Reproduce every line of the material below verbatim, omitting the pictures.

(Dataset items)
=-=-=-=-=

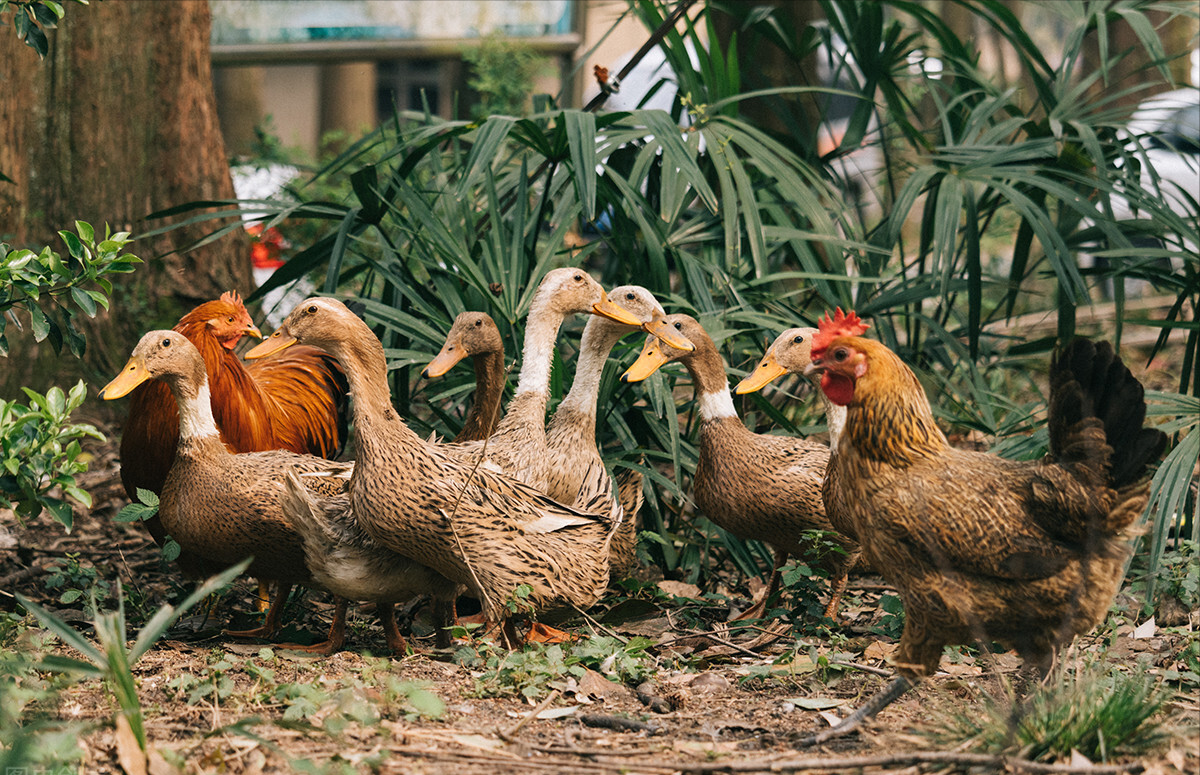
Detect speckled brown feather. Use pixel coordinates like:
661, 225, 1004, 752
818, 337, 1165, 680
624, 314, 859, 613
273, 299, 612, 621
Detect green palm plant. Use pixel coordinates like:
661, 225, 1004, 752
166, 0, 1200, 602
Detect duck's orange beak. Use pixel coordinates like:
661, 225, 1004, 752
642, 314, 696, 353
421, 342, 467, 379
733, 350, 787, 396
592, 296, 642, 329
242, 329, 296, 361
620, 336, 671, 383
100, 355, 150, 401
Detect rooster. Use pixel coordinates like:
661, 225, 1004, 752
739, 310, 1166, 744
120, 292, 349, 592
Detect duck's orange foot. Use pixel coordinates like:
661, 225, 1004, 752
526, 621, 580, 643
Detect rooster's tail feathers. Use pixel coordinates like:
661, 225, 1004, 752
1049, 338, 1166, 487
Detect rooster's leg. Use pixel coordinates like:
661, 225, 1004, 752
430, 595, 457, 649
224, 582, 292, 638
733, 549, 787, 621
278, 597, 350, 656
254, 578, 271, 613
799, 675, 913, 746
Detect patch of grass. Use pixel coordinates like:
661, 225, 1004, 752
931, 665, 1169, 762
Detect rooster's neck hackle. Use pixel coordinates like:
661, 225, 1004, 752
842, 340, 949, 467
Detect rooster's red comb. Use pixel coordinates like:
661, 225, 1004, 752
811, 307, 870, 355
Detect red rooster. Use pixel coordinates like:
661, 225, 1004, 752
121, 292, 349, 583
739, 310, 1166, 743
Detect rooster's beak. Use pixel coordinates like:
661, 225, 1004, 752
733, 350, 787, 396
100, 356, 151, 401
242, 329, 296, 361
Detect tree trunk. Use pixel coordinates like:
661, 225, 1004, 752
0, 0, 253, 391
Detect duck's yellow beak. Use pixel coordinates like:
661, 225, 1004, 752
592, 296, 642, 329
642, 314, 696, 353
421, 342, 467, 379
733, 350, 787, 396
620, 336, 671, 383
242, 329, 296, 361
100, 355, 150, 401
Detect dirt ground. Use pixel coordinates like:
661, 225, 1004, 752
0, 428, 1200, 775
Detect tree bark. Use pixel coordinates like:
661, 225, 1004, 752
0, 0, 253, 388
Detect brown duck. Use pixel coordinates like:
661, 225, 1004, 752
421, 312, 505, 441
247, 296, 620, 642
546, 286, 691, 581
622, 314, 860, 619
100, 331, 352, 650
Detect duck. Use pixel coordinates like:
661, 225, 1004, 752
733, 325, 866, 551
246, 295, 628, 645
421, 312, 506, 443
451, 266, 642, 494
622, 313, 862, 620
100, 330, 446, 655
544, 286, 692, 582
281, 470, 462, 654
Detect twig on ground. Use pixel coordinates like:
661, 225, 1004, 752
499, 689, 563, 743
580, 714, 661, 734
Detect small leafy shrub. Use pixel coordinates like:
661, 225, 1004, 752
46, 552, 112, 615
0, 381, 104, 530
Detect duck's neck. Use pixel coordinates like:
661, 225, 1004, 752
557, 316, 628, 425
516, 304, 564, 396
682, 337, 744, 427
167, 368, 224, 451
456, 353, 504, 440
329, 326, 420, 455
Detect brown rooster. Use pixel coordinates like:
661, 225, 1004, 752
120, 292, 348, 597
739, 311, 1166, 744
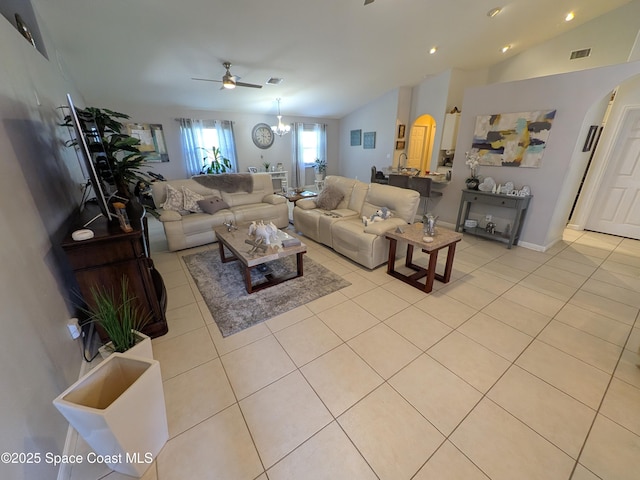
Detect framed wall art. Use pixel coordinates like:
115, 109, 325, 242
126, 123, 169, 162
471, 110, 556, 168
362, 132, 376, 148
351, 130, 362, 147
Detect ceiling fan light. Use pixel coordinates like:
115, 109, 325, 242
487, 7, 502, 18
271, 98, 291, 137
222, 75, 236, 89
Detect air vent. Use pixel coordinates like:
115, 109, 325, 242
569, 48, 591, 60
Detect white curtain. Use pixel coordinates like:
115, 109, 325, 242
292, 123, 327, 187
177, 118, 238, 177
291, 123, 306, 188
178, 118, 204, 177
216, 120, 238, 172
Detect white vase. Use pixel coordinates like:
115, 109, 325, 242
53, 353, 169, 477
98, 330, 153, 359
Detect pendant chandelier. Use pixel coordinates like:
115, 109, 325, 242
271, 98, 291, 137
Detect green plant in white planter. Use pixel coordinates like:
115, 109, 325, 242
86, 276, 150, 353
198, 147, 233, 175
313, 158, 327, 180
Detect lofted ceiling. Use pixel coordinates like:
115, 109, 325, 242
32, 0, 631, 118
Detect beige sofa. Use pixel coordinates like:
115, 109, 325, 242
151, 173, 289, 251
293, 176, 420, 268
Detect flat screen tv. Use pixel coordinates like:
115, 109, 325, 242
67, 94, 118, 221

=-=-=-=-=

# [FULL ANSWER]
Detect speckled brown feather. Use pixel coordinates like:
661, 225, 1004, 752
818, 337, 1165, 680
624, 314, 859, 613
273, 299, 612, 621
Detect green palm plant. Use pixel coordinates like:
661, 225, 1004, 752
166, 0, 1200, 602
Detect duck's orange beak. Use pixel coordinates like:
661, 225, 1004, 752
642, 314, 696, 353
421, 342, 467, 379
733, 350, 787, 396
592, 296, 642, 329
242, 329, 296, 361
620, 336, 671, 383
100, 355, 150, 401
Detect rooster. Use pixel coordinates like:
661, 225, 1004, 752
739, 310, 1166, 744
120, 292, 349, 592
Detect duck's orange foot. Use pixel coordinates like:
661, 225, 1004, 752
526, 621, 580, 643
Detect rooster's tail feathers. Use pixel coordinates like:
661, 225, 1004, 752
1049, 338, 1166, 487
Detect rooster's leg. Use pixel coordinates like:
661, 225, 1004, 752
430, 595, 457, 649
224, 582, 292, 638
733, 549, 787, 621
278, 597, 350, 656
254, 578, 271, 613
799, 675, 913, 746
Detect patch of grass. Use pixel coordinates like:
661, 225, 1004, 752
931, 665, 1169, 762
Detect rooster's neck hackle. Use pixel coordinates like:
661, 225, 1004, 752
842, 340, 949, 467
Detect rooster's red comb. Use pixel coordinates like:
661, 225, 1004, 752
811, 307, 870, 355
Detect red rooster. Use pixel coordinates like:
661, 225, 1004, 752
121, 292, 349, 583
739, 310, 1166, 743
Detect rooster's beak. Use pixel coordinates like:
661, 225, 1004, 752
733, 350, 787, 396
100, 356, 151, 401
242, 329, 296, 361
Detect tree trunk. Use pixel coordinates like:
661, 225, 1004, 752
0, 0, 253, 391
Detect duck's yellow beak. Use pixel coordinates like:
661, 225, 1004, 752
592, 296, 642, 329
642, 314, 696, 353
421, 342, 467, 379
733, 350, 787, 396
620, 336, 671, 383
242, 329, 296, 361
100, 355, 150, 401
Detect dirt ground. Use pixel coordinates like:
661, 225, 1004, 752
0, 428, 1200, 775
Detect tree bark. Use pixel coordinates like:
661, 225, 1004, 752
0, 0, 253, 388
Detect brown duck. Use pixel coordinates like:
661, 225, 1004, 752
421, 312, 505, 441
247, 296, 620, 642
546, 286, 691, 581
622, 314, 860, 619
100, 331, 352, 650
Detect duck. Use pixel coordinates like:
661, 225, 1004, 752
733, 325, 866, 551
246, 295, 628, 645
421, 312, 506, 443
451, 266, 642, 494
622, 313, 862, 620
100, 330, 446, 655
544, 286, 692, 582
281, 470, 462, 654
Detect twig on ground. Use pixel coordinates like:
661, 225, 1004, 752
499, 689, 563, 743
580, 714, 661, 734
Detect small leafy shrub. Use pixel coordinates like:
661, 225, 1004, 752
46, 552, 112, 615
0, 381, 104, 530
Detect duck's neck. Use pixel coordinates like:
661, 225, 1004, 752
557, 316, 628, 425
516, 304, 564, 396
682, 337, 744, 427
167, 368, 224, 451
456, 353, 504, 440
329, 326, 420, 455
Detect brown rooster. Use pixel coordinates like:
661, 225, 1004, 752
120, 292, 348, 597
739, 311, 1166, 744
Detect framed wall art. Use pixel coordinates like:
115, 109, 325, 242
126, 123, 169, 162
471, 110, 556, 168
362, 132, 376, 148
351, 130, 362, 147
Detect ceiling fan light. Use pixel coordinates like:
115, 109, 325, 242
487, 7, 502, 18
271, 98, 291, 137
222, 75, 236, 89
Detect air vent. Use pixel coordinates like:
115, 109, 325, 242
569, 48, 591, 60
Detect white curtain. Use pixel coordinates like:
115, 109, 325, 242
292, 123, 327, 187
177, 118, 238, 177
291, 123, 306, 188
178, 118, 204, 177
216, 120, 238, 172
Detect white vase. Use pixel coordinates like:
115, 109, 325, 242
53, 353, 169, 477
98, 330, 153, 359
Detect pendant chandelier. Use pixel coordinates like:
115, 109, 325, 242
271, 98, 291, 137
Detect green plant in white planter. Use pixel coordinates like:
115, 109, 325, 242
86, 276, 150, 353
198, 147, 233, 175
313, 158, 327, 180
Detect lofted ceiling. Use pixel coordinates like:
115, 109, 325, 242
32, 0, 631, 118
Detect beige sofa. Use pixel coordinates like:
115, 109, 325, 242
151, 173, 289, 251
293, 176, 420, 268
Detect flat screen tv. Use pixel coordinates like:
115, 109, 325, 242
67, 94, 118, 221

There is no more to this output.